YOUR ASSIGNMENT ▸ Could you transcribe the material below exactly, without leaving out a single line?

DATA SECTION ▸

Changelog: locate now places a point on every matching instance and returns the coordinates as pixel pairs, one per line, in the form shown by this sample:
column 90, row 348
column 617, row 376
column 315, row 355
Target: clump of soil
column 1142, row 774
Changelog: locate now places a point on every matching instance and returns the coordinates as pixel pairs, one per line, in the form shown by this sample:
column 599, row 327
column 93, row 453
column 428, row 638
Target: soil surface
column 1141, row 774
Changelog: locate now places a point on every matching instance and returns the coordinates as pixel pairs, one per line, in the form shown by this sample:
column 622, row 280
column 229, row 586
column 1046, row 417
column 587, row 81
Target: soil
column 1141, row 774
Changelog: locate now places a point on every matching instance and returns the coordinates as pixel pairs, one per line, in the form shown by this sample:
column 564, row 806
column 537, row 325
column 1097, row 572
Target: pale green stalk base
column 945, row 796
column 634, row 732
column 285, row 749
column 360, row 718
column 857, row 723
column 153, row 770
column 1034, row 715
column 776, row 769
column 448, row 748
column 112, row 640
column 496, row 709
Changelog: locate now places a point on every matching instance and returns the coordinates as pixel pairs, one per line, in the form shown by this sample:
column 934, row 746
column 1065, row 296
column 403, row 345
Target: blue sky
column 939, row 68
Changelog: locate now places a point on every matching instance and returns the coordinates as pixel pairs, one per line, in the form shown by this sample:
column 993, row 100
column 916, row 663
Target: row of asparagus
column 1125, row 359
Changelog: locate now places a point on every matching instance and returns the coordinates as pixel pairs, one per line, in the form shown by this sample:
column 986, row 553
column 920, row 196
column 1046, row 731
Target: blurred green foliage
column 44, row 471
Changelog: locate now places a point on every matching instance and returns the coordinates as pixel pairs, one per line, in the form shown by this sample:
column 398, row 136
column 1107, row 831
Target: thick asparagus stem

SOLUTION FOR THIS PROBLEM ▸
Changelog: locate now places a point on every matching instance and returns the coordinates as pixel pairs, one per line, in the form shown by this sample:
column 90, row 348
column 617, row 376
column 315, row 355
Target: clump of soil
column 1142, row 774
Changelog: locate now places a point on every matching instance and returns the coordinates as pixel pairs, one per line, in the form shown by this sample:
column 599, row 327
column 93, row 453
column 428, row 638
Target: soil surface
column 1141, row 774
Changelog: locate now places a point on every matching instance and returns the coordinates as pixel pairs, one per line, in the form shown by this sample:
column 622, row 280
column 229, row 586
column 1046, row 417
column 587, row 81
Target: soil
column 1141, row 774
Changelog: locate now places a point on every matching instance and returns the coordinates as pixel pairs, one per line, in the form shown by this sample:
column 564, row 806
column 537, row 325
column 1097, row 572
Target: pale green stalk base
column 945, row 796
column 634, row 732
column 285, row 749
column 360, row 718
column 857, row 723
column 153, row 770
column 1034, row 715
column 776, row 769
column 448, row 748
column 112, row 640
column 496, row 709
Changelog: locate now places a point on every matching instance and returns the coordinates as pixel pairs, one per line, in the form shown by this sample:
column 934, row 746
column 1065, row 296
column 403, row 345
Target: blue sky
column 939, row 68
Changelog: locate now places a point on every matching instance and returns the coordinates as pixel pairs, one per line, in the form shown by this sample:
column 993, row 100
column 916, row 663
Target: row of asparagus
column 1125, row 359
Changelog: locate now places a point on every matching instance and returns the coordinates as pixel pairs, one per line, in the form shown by this sample:
column 986, row 553
column 920, row 196
column 1046, row 731
Target: blurred green foliage
column 44, row 471
Changelog: locate now places a point on every matching instance and returns the coordinates as pixel pairs, one per line, in the form shown by this sample:
column 398, row 136
column 1107, row 831
Target: thick asparagus stem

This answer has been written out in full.